Supplied passage:
────

Lucinda Williams

Down Where the Spirit Meets the Bone

(Highway Twenty Music; 2014)

By Maura McAndrew | 4 November 2014

Down Where the Spirit Meets the Bone, Lucinda Williams’ eleventh studio album, takes a long time to listen to. It’s two discs and twenty songs, which range from two and a half minutes to nine and a half, and are mostly slow, dark, and soulful. But Lucinda Williams has earned our attention. She’s an artist that turns out consistently great work that still feels vital to her many fans, despite a down-tick in hype following 1998’s much-praised Car Wheels on a Gravel Road. Over a 35-year career, Williams has had no ill-advised experimental period or stab at mainstream success, only time spent patiently defining her own style in front of growing numbers of fans, with some records more memorable than others.

Down Where the Spirit Meets the Bone is one of those memorable ones, perhaps her best since Car Wheels. It’s a record of melancholic, world-weary songs that feel like driving slow through a beautiful snowstorm. And despite its length—from the long mouthful of a title to the four full sides of vinyl to the nearly ten-minute closing track, there’s nothing here that can be described as “filler.” Lucinda Williams wouldn’t allow that. She’s earned our attention, and she knows how to hold it.

“A lot of times,” Williams said in a recent Rolling Stone interview, “I just write about the eternal sadness that never goes away.” This is a characteristic that might scare away the casual listener: the unflinching way Williams handles sadness, despair, loneliness, anger, and all manner of unpleasant emotions. But there’s beauty and joy in her music as well, meted out in small portions, just enough to illuminate this record like a flickering candle. These small moments serve to turn the mood of Down Where the Spirit Meets the Bone into not simply sad, not simply happy, but something in between and more akin to real life. One of the album’s highlights, “When I Look at the World,” in fact, seems to turn Williams’s statement on its head: it speaks of an eternal contentment that never goes away, despite life’s devastating lows. “I’ve had some bad dreams / I’ve been filled with regret / I’ve made a mess of things / I’ve been a total wreck,” Williams sings in a cracked alto, “But then I look at the world in all its glory / I look at the world and it’s a different story / Each time I look at the world.” This hopeful glow infuses much of the album through other gorgeous tracks like “Walk On,” “Stand Right by Each Other,” and “One More Day.”

────

Data supplied:
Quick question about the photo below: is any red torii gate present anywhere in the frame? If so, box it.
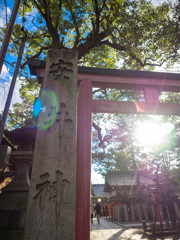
[28,59,180,240]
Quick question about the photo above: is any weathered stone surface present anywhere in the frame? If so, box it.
[24,50,77,240]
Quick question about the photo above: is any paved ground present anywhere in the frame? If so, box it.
[90,218,180,240]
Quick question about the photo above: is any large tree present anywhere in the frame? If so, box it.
[0,0,180,176]
[1,0,180,69]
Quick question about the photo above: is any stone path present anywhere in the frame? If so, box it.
[90,218,148,240]
[90,218,180,240]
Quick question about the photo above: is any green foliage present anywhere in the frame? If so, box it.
[0,0,180,70]
[6,78,39,130]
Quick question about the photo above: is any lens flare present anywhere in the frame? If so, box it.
[33,89,59,130]
[134,121,174,149]
[33,98,46,118]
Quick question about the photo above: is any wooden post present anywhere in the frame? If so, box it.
[75,80,92,240]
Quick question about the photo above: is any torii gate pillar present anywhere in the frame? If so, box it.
[24,50,77,240]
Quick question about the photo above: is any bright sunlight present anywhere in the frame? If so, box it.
[134,119,174,148]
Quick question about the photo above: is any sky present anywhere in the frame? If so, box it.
[0,0,180,183]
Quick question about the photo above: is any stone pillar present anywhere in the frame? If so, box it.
[124,205,129,222]
[142,204,149,221]
[24,50,77,240]
[131,204,136,222]
[117,206,121,222]
[137,203,142,221]
[151,205,156,220]
[174,202,180,218]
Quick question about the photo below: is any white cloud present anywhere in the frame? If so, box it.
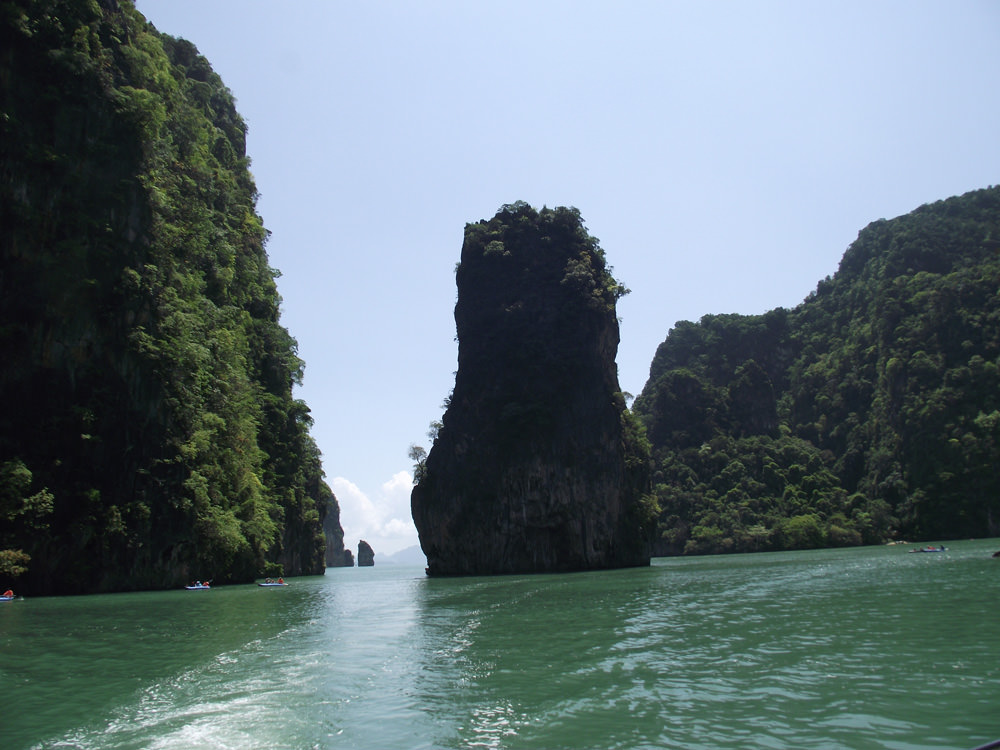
[330,471,418,562]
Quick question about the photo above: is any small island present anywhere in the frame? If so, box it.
[411,202,656,575]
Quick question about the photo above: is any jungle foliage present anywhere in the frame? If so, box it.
[633,188,1000,554]
[0,0,336,593]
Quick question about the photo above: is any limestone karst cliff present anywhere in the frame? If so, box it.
[358,539,375,568]
[411,202,655,575]
[0,0,343,596]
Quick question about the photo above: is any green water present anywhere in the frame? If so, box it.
[0,540,1000,750]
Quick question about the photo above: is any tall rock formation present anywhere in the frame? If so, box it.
[0,0,343,596]
[358,539,375,568]
[411,202,655,575]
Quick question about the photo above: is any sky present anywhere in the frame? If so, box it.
[136,0,1000,559]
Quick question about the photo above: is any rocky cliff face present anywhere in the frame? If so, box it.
[358,539,375,568]
[411,203,649,575]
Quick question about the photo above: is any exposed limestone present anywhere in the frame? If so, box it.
[358,539,375,568]
[411,203,650,575]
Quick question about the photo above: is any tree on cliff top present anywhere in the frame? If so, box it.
[0,0,344,593]
[412,201,649,575]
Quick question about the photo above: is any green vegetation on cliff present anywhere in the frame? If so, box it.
[410,201,656,575]
[633,188,1000,554]
[0,0,344,592]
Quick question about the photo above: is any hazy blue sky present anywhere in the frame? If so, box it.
[137,0,1000,559]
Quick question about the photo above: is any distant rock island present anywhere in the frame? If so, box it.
[358,539,375,568]
[411,202,656,575]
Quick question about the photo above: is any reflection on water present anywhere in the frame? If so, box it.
[0,541,1000,750]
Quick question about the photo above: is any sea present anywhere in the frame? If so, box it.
[0,539,1000,750]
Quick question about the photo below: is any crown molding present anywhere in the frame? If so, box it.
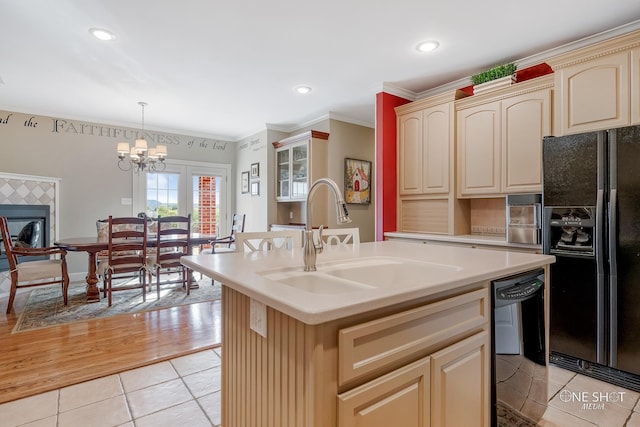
[396,19,640,101]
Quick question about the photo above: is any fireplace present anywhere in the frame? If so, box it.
[0,204,50,271]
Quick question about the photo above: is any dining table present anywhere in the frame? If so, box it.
[53,233,217,302]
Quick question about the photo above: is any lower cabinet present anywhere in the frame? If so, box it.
[221,282,491,427]
[431,331,491,427]
[338,357,431,427]
[338,331,491,427]
[338,331,491,427]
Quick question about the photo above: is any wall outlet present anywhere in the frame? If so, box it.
[249,298,267,338]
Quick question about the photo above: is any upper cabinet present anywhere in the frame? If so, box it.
[396,95,454,195]
[273,131,329,201]
[456,76,553,197]
[396,91,468,234]
[547,32,640,136]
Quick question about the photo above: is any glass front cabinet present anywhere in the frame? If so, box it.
[273,131,329,202]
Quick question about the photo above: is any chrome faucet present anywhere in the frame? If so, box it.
[304,178,351,271]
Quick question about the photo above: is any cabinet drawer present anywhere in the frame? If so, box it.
[338,289,491,386]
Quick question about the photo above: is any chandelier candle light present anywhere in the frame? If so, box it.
[118,101,167,173]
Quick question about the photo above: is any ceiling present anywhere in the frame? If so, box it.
[0,0,640,140]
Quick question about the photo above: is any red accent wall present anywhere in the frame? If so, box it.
[375,92,411,240]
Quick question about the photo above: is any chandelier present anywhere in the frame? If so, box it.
[118,101,167,173]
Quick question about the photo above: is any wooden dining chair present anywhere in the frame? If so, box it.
[202,214,246,254]
[103,216,147,307]
[149,214,191,299]
[0,216,69,313]
[236,229,302,252]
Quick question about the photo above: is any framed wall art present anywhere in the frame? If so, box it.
[240,171,249,194]
[251,163,260,178]
[251,181,260,196]
[344,158,371,205]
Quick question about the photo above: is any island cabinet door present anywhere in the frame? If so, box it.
[431,331,491,427]
[338,357,431,427]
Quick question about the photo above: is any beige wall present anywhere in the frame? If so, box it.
[0,111,236,273]
[290,119,375,242]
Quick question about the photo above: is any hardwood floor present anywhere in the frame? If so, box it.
[0,293,221,403]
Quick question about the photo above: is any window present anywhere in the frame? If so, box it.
[133,160,231,235]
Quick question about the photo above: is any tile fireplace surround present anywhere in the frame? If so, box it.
[0,172,61,297]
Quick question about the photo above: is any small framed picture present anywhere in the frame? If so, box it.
[251,163,260,178]
[251,181,260,196]
[240,171,249,194]
[344,158,371,204]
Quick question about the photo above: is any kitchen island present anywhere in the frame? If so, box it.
[182,241,554,427]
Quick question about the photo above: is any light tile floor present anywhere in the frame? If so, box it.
[496,355,640,427]
[0,348,640,427]
[0,348,221,427]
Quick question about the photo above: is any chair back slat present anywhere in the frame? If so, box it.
[313,227,360,245]
[108,216,147,273]
[0,216,18,271]
[236,229,302,252]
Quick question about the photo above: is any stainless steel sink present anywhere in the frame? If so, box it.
[260,257,461,294]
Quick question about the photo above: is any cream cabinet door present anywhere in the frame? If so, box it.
[631,48,640,125]
[398,111,422,194]
[422,103,453,194]
[338,358,432,427]
[431,331,491,427]
[502,89,551,193]
[457,101,501,196]
[556,50,630,135]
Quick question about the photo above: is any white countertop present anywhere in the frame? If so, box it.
[182,241,555,325]
[384,231,542,249]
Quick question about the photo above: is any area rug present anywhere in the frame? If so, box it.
[12,278,221,333]
[496,402,538,427]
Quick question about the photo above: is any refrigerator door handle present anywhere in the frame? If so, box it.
[594,189,608,365]
[609,189,618,368]
[608,129,618,368]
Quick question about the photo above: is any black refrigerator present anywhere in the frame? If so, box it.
[542,126,640,390]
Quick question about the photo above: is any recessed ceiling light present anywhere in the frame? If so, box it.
[89,28,116,42]
[416,40,440,52]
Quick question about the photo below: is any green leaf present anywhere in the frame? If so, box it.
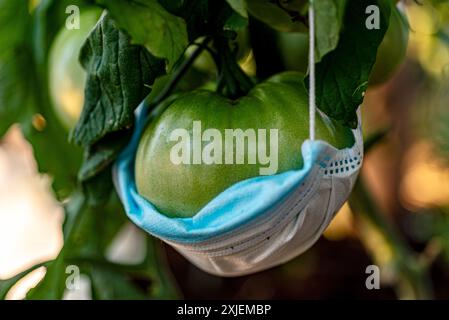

────

Instructions to follow: Rewrite the album review starting with "Down Where the Spirit Meets the Bone, Lucinda" and going on through "memorable than others.", swapping in "listeners" wherever "fans" appears. You can leave the lines aside.

Answer to this problem:
Down Where the Spirit Meets the Bone, Lucinda Williams’ eleventh studio album, takes a long time to listen to. It’s two discs and twenty songs, which range from two and a half minutes to nine and a half, and are mostly slow, dark, and soulful. But Lucinda Williams has earned our attention. She’s an artist that turns out consistently great work that still feels vital to her many listeners, despite a down-tick in hype following 1998’s much-praised Car Wheels on a Gravel Road. Over a 35-year career, Williams has had no ill-advised experimental period or stab at mainstream success, only time spent patiently defining her own style in front of growing numbers of listeners, with some records more memorable than others.